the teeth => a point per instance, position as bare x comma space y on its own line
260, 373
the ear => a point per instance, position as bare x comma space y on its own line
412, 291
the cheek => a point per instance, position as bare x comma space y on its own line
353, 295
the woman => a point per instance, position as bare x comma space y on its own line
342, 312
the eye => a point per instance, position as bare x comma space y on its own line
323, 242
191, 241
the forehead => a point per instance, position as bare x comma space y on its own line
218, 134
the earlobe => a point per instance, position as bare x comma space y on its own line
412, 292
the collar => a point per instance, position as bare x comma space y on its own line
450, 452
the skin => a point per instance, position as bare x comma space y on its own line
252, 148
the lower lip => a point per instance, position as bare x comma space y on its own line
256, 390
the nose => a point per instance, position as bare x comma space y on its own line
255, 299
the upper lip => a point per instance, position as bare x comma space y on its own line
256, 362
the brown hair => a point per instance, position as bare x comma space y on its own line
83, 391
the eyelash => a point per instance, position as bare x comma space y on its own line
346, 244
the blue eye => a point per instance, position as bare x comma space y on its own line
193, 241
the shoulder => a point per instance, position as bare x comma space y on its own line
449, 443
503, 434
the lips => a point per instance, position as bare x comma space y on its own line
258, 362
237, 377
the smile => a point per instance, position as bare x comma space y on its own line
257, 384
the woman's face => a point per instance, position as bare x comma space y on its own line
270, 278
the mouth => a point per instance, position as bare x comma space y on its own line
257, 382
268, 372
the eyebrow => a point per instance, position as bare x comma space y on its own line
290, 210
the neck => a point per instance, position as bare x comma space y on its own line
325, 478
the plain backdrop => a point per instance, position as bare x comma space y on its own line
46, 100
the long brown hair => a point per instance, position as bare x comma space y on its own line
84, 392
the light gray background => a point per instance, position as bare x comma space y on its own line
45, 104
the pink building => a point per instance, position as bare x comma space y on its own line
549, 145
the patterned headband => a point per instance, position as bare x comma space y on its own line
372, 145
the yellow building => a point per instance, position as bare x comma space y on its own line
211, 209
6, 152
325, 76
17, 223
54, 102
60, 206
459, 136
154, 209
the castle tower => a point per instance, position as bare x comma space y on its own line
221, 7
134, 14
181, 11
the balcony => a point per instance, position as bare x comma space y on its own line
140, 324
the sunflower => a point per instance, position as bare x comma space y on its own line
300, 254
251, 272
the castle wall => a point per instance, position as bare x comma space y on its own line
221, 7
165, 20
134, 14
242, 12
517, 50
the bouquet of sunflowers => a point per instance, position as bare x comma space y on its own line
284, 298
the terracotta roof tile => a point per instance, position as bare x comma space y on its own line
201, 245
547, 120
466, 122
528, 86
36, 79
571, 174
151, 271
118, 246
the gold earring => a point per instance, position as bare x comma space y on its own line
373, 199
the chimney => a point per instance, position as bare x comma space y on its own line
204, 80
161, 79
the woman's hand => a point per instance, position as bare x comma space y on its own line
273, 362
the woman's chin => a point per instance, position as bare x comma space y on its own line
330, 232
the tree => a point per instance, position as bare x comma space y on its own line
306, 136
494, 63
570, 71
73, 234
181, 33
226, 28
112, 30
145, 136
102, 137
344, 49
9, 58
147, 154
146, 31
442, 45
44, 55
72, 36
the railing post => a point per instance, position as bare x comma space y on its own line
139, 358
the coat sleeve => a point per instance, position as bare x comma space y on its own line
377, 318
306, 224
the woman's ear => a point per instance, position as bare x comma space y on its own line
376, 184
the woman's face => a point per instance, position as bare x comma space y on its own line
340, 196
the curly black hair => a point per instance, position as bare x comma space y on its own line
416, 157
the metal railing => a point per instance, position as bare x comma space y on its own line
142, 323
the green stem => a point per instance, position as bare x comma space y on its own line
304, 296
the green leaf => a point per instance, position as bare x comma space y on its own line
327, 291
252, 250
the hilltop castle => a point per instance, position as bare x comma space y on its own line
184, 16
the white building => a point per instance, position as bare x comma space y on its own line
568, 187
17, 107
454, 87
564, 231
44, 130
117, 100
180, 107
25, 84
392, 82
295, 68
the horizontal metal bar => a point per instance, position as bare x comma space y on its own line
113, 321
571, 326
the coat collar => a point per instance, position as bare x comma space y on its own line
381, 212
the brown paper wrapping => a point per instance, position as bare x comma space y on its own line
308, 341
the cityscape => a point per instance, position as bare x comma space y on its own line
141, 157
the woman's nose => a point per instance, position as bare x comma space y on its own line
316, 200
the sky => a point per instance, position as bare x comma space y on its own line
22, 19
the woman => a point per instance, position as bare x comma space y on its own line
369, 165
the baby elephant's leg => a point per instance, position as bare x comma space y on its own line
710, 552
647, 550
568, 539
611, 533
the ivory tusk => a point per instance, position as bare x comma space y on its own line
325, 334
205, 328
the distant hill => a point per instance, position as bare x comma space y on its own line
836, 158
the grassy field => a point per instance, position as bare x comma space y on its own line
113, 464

------------------------------

> **EXERCISE BRIEF**
Transcribe the material in full, exactly as it is given.

> **ANSWER FOR THIS EXERCISE**
the teeth => a point per instance, position as bare x comma space y on its own line
260, 373
the ear => a point per instance, position as bare x comma space y on its own line
412, 291
the cheek => a point per instance, position as bare x comma space y on its own line
353, 295
the woman => a point per instance, position as bare x comma space y on its own line
342, 312
the eye => a point per instance, position as bare x comma space y on its own line
323, 242
191, 241
the forehead => a point per instance, position as bare x comma space y on its own line
218, 134
the earlobe => a point per instance, position as bare x comma space y on its own line
412, 292
the collar => a point per instance, position as bare x comma space y on its own line
450, 452
the skin => a point per instance, position as bare x comma space y on its own line
252, 148
the lower lip => a point per instance, position as bare x comma space y on its own line
256, 390
the nose => a point per instance, position as bare x comma space y on its own line
255, 299
the upper lip => a point per instance, position as bare x comma space y on its own line
256, 362
the brown hair => a point per instance, position as bare x comma space y on its own line
83, 391
the eyelash => a point per instance, position as bare x comma space y on its own line
346, 244
the blue eye => a point per instance, position as bare x comma space y on its own line
193, 241
the shoulder => a point per instance, position as bare x comma space y on its own line
449, 443
503, 434
the lips => a point per instance, position as bare x comma space y on its own line
258, 362
237, 377
the smile => a point per instance, position as bare x comma space y on its own line
257, 384
the woman's face => a point per instance, position as bare x comma space y on its own line
270, 278
the mouth => a point per instance, position as bare x comma space y on its own line
257, 382
268, 372
the eyebrow => a point per instance, position as bare x comma space y on its own line
290, 210
the neck => a point per instance, position as bare x comma space y on its own line
325, 478
the plain backdrop => a point per instance, position as bare x comma space y on its own line
46, 100
the long brown hair => a point per instance, position as bare x comma space y on its own line
84, 392
the light gray background => a point per instance, position as bare x comma space y on its own line
45, 104
the pink building => a point per instance, position as bare x comma space y on its own line
549, 145
the patterned headband => a point per instance, position as bare x comma space y on its own line
372, 145
the yellow building => a point per instance, position as bare x comma space y on its own line
211, 209
6, 152
325, 76
17, 223
54, 102
60, 206
459, 136
154, 209
the castle tower => a point per instance, position as bare x comma space y on its own line
221, 7
134, 14
181, 11
the balcony => a point per instance, position as bare x comma space y on its own line
140, 324
the sunflower => a point per instance, position as bare x comma space y on its own line
300, 254
251, 272
the castle wall => a point per instance, position as bare x comma space y on its own line
221, 7
165, 20
134, 14
242, 12
517, 50
the bouquet of sunflowers => a point per instance, position as bare x comma space y on its own line
284, 298
the terracotta roof tile => a point per instance, position as bare x comma space y on its own line
201, 245
547, 120
466, 122
528, 86
36, 79
571, 174
151, 271
118, 246
the gold earring => a point per instance, position as bare x comma space y on its own line
373, 199
the chimney => a point per instance, position as bare x comma space y on its own line
204, 80
161, 79
the woman's hand => a point per instance, position as bare x comma space y on its own line
273, 362
the woman's chin => a point per instance, position as bare x comma space y on its own line
330, 232
the tree => a point per instance, position as bare x comma space y on its own line
306, 136
494, 63
570, 71
73, 234
181, 33
226, 28
112, 30
145, 136
102, 137
344, 49
9, 58
147, 154
146, 31
442, 45
44, 55
72, 36
the railing post => a point per instance, position as bare x comma space y on its own line
139, 358
the coat sleeve => a point per instance, position as bare x comma space y on its own line
377, 318
306, 224
the woman's ear => a point per instance, position as bare x comma space y on its own line
376, 184
the woman's face => a point per instance, position as bare x comma space y on its own line
340, 196
the curly black hair => a point per instance, position as bare x comma space y on its own line
416, 157
the metal railing => a point per instance, position as bare x comma space y on its own line
142, 323
the green stem => a point per instance, position as bare x comma space y on its own line
304, 296
the green leaf => a point per instance, position as bare x comma space y on its own line
327, 291
252, 250
the hilltop castle => a point per instance, position as bare x comma space y on its own line
184, 16
the white building => a point per instance, position as bare x comma space y on its own line
568, 187
17, 107
454, 87
564, 231
44, 130
117, 100
180, 107
25, 84
392, 82
295, 68
the horizontal metal bar => a point per instance, position as bare x comma space y on its own line
113, 321
571, 326
the coat collar => a point per instance, position as bare x comma space y on its own line
381, 212
the brown paper wrapping => a point per instance, position as bare x comma space y on its own line
308, 341
the cityscape => a point per instance, position as bare x comma space y on its own line
141, 157
the woman's nose => a point per instance, position as bare x comma space y on its own line
316, 200
the sky => a point per instance, position as bare x comma space y on its own line
22, 19
the woman => a point per instance, position as bare x comma space y on its own line
369, 165
the baby elephant's leg => a point per instance, position as bare x comma space y on its own line
710, 552
647, 550
568, 539
611, 533
the ivory tusk => a point per instance, position as bare x comma space y on its own line
325, 334
205, 328
the distant hill => a point per instance, position as bare x comma space y on its own line
836, 158
the grassy field => a point per instance, position as bare x comma space y on its own line
113, 464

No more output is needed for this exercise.